Exercise aim: In the data below, the copy begins at the line containing "[ ] integer" and runs through the last line; repeat those lines exactly, minus the pictures.

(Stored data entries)
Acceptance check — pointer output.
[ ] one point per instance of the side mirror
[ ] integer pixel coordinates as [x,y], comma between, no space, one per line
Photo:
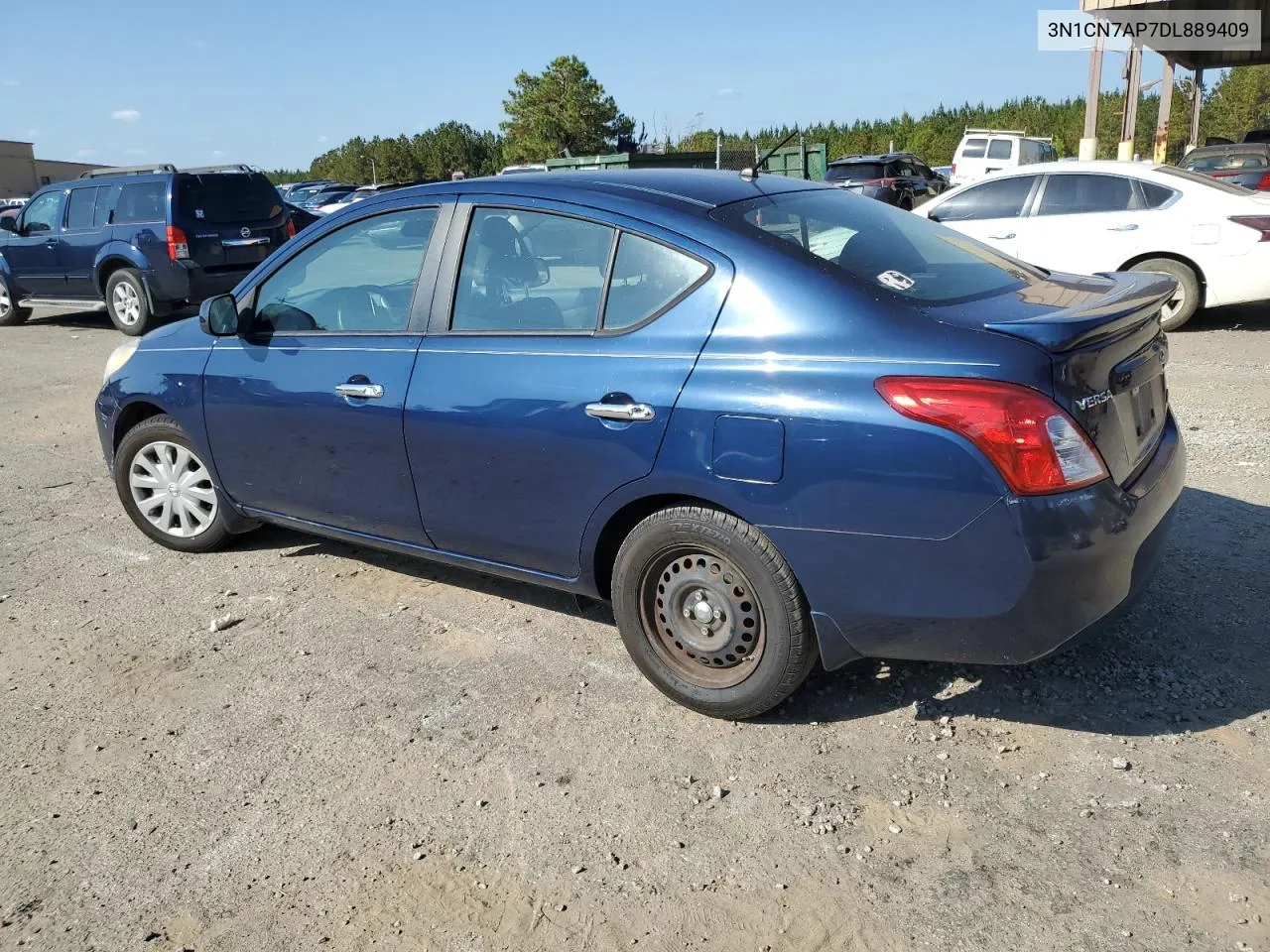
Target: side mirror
[218,316]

Response to this task:
[ ] integer pixel coordinates as [x,y], comma between, no space, one per line
Photo:
Target: side mirror
[218,316]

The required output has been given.